__The problem__
Rewrite the items from the line containing "the statue's right" through the last item, changing "right arm" to "raised arm" and keeping everything else the same.

***** Rows

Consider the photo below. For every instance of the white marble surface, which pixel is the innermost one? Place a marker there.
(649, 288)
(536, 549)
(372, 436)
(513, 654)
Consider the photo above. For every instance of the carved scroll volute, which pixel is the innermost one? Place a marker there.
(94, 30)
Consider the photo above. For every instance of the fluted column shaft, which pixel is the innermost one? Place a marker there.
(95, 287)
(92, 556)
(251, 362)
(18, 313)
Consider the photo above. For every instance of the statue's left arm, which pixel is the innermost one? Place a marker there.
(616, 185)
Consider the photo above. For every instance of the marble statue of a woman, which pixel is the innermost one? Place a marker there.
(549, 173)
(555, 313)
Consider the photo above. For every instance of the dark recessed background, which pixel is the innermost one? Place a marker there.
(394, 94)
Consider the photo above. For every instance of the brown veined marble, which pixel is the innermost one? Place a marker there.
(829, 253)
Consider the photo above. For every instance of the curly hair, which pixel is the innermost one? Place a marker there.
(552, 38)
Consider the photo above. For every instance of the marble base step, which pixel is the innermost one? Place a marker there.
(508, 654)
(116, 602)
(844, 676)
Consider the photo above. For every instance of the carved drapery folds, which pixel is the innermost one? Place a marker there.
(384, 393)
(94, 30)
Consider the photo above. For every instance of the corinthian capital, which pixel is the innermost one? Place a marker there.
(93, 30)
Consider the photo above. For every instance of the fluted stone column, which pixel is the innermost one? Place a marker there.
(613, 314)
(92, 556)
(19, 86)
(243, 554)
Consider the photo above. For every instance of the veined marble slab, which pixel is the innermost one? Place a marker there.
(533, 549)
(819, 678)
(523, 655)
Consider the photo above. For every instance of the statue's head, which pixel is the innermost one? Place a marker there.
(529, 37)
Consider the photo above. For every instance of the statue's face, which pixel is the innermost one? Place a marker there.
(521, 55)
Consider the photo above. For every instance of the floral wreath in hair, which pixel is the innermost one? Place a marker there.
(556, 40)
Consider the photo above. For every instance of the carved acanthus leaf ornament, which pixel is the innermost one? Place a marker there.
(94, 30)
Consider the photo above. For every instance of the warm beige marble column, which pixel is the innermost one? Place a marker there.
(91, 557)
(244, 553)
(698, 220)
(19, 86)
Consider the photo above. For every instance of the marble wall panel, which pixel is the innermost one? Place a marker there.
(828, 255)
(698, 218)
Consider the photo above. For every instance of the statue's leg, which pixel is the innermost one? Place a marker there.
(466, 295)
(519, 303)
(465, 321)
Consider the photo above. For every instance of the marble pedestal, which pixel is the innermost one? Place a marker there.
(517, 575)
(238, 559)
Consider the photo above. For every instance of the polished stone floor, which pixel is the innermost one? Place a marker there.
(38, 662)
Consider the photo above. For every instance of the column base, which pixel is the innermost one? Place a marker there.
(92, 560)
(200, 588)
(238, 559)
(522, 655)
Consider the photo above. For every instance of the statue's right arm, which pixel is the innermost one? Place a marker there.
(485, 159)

**********

__Task answer__
Consider the photo above. For every instance of the statue's raised arm, which pixel is the innermost one? Place a marker there.
(485, 159)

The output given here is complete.